> [Extrait du texte]:
Afin d'aider la relance des projets locaux, le Gouvernement a par ailleurs décidé d'abonder d'un milliard d'euros supplémentaire l'enveloppe de la dotation de soutien à l'investissement local, la DSIL. Elle passe ainsi de 600 millions à 1,6 milliard d'euros. Les communes pourront utiliser cette dotation pour financer des opérations partenariales avec d'autres collectivités. Surtout, cette enveloppe est orientée vers des projets en lien avec la transition écologique. "Nous insistons pour que ces investissements soient verts, c'est-à-dire qu'ils participent à cet effort indispensable de transition écologique que nous voulons favoriser", a souligné le Premier ministre.

 

Une avance sur les DMTO

 

Du côté des départements, le Gouvernement observe que la baisse des recettes se concentre surtout sur les DMTO (les droits de mutation à titre onéreux, ou frais de notaire). Il propose donc de mobiliser une enveloppe de 2,7Mds€, afin que les départements puissent solliciter des avances sur ces produits, dans la limite de la perte estimée pour 2020 et de la moyenne des trois exercices budgétaires précédents. "Ces avances seront ensuite remboursées par les départements à partir des réserves qui seront réalisées lors du rebond", indique l'exécutif.

> [Données fournies]:

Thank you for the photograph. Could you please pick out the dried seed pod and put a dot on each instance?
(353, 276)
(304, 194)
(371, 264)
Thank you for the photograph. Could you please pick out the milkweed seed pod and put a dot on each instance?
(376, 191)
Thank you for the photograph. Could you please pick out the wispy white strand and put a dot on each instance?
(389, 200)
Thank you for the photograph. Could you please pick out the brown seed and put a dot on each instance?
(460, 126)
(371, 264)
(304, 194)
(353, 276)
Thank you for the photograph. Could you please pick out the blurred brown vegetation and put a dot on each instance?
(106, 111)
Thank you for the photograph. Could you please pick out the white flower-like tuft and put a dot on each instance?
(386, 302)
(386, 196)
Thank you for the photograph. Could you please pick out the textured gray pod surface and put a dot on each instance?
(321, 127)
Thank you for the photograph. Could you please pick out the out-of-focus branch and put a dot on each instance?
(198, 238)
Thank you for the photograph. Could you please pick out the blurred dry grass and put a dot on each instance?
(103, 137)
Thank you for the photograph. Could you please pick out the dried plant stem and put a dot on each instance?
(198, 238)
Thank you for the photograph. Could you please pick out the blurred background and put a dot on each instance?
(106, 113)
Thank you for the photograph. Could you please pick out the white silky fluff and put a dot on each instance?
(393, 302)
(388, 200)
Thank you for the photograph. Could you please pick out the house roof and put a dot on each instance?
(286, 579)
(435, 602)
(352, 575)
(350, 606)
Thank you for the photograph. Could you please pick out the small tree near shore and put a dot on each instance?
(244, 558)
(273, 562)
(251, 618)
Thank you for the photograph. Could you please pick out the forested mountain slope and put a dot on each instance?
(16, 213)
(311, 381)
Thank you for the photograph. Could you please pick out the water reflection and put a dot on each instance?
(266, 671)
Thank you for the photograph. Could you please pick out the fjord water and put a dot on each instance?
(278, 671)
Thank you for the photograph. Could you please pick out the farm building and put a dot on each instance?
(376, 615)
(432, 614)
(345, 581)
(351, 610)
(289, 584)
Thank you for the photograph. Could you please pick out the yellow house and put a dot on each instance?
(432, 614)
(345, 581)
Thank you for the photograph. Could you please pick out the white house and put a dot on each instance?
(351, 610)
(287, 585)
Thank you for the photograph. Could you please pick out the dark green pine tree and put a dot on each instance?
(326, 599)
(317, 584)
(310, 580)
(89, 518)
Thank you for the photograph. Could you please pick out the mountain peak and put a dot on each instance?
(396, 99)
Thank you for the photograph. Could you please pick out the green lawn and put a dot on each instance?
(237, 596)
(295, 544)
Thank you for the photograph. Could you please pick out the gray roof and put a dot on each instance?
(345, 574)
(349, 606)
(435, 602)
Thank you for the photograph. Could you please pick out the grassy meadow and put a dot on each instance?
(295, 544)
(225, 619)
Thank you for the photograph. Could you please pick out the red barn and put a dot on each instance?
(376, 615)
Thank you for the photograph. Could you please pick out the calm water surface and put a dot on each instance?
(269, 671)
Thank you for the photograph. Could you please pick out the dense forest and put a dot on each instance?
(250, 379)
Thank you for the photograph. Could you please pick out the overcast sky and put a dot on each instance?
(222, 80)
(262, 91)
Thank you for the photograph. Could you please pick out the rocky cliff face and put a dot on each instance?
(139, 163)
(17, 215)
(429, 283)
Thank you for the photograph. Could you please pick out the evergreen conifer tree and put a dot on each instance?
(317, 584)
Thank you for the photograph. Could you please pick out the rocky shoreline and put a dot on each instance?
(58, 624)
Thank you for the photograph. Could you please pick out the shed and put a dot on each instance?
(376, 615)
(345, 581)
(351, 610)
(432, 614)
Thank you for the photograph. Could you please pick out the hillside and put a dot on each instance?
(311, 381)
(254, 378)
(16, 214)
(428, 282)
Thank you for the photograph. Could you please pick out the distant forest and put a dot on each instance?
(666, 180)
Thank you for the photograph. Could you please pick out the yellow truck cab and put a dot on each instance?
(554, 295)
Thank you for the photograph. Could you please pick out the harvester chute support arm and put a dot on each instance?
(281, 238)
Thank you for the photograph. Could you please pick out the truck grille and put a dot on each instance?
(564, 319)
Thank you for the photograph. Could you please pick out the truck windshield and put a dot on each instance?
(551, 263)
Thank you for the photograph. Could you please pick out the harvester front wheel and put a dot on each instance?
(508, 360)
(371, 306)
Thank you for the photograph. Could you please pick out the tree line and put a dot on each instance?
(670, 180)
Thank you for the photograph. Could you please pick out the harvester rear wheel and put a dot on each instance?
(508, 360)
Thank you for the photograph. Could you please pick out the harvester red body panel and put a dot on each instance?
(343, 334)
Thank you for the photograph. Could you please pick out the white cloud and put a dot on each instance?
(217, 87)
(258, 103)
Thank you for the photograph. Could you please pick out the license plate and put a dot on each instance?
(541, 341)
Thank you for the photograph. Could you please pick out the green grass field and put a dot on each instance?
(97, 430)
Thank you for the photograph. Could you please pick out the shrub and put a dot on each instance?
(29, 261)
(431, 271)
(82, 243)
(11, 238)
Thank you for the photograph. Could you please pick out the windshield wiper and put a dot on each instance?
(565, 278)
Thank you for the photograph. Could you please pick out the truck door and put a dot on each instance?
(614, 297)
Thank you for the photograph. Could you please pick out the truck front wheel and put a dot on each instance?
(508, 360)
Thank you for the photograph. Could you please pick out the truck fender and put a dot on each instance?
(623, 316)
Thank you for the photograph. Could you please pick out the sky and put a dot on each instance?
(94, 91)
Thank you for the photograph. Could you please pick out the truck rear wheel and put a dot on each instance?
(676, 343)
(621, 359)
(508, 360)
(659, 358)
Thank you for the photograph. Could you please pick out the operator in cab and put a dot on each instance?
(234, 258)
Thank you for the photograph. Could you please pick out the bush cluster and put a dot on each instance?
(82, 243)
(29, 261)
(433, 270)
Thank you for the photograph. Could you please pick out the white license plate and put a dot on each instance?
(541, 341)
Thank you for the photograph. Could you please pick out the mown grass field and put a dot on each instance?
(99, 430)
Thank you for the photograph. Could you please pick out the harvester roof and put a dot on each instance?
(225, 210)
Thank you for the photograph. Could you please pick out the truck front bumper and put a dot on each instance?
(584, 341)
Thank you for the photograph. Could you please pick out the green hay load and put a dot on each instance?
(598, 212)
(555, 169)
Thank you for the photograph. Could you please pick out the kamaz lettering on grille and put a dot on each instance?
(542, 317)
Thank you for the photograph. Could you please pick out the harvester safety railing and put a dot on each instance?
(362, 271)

> [Questions sur l'extrait]:
**1.** Dans l'extrait sur le soutien financier aux collectivités locales, quel est le nouveau montant de l'enveloppe de la DSIL ?
**2.** Poursuivez l'extrait sur le soutien financier aux collectivités locales à partir de sa dernière phrase.

> [Réponses numérotées]:
**1.** Elle passe de 600 millions à 1,6 milliard d'euros.

**2.**
Dernier volet de cette première série de mesures : les collectivités pourront créer une annexe spécifique dans les budgets locaux, afin d'y inscrire les dépenses liées à l'épidémie de covid-19. Par ailleurs, et pour "ne pas menacer [leur] équilibre budgétaire", les exécutifs locaux auront la possibilité de lisser dans le temps - sur trois ans, a précisé le Premier ministre - certaines dépenses de fonctionnement inscrites sur cette annexe, qui pourront être financées exceptionnellement par l'emprunt.

 

Ces premières mesures étaient attendues des collectivités locales. La plupart des associations d'élus estiment d'ailleurs qu'elles vont "dans le bon sens", bien qu'elles émettent quelques réserves (lire encadré ci-dessous). Elles ne permettront pas, malgré tout, de compenser l'intégralité des pertes de recettes, estimées sur 2020 à au moins 7,5Mds€, dont 3,2Mds pour le bloc communal, et 3,4Mds pour les départements.

 

Des inconnues persistent

 

A la suite de ces annonces, plusieurs associations d'élus locaux se sont dites globalement satisfaites, estimant que les mesures avancées par Edouard Philippe allaient "dans le bon sens". C'est notamment le cas de Villes de France, de l'Association des petites villes de France, ou encore de France urbaine qui "salue une initiative qui confirme l'écoute du Premier ministre vis-à-vis des préoccupations" des territoires. Ce qui ne les empêche pas malgré tout d'émettre encore quelques réserves.

 

La première : les modalités doivent encore être précisées, et les élus locaux attendent donc la présentation du PLFR3 le 10 juin et la tenue des débats parlementaires. De plus, il semble difficile pour les associations de se satisfaire pleinement de la base de calcul du mécanisme de compensation des recettes fiscales et domaniales. S'appuyer sur la moyenne des trois derniers exercices peut conduire à "réduire significativement l'impact de cette mesure", souligne ainsi Villes de France, qui s'interroge également sur sa durée de validité : "est-ce qu'[elle] sera toujours effective en 2021, au moment où l'impact sera le plus fort" pour les intercommunalités ?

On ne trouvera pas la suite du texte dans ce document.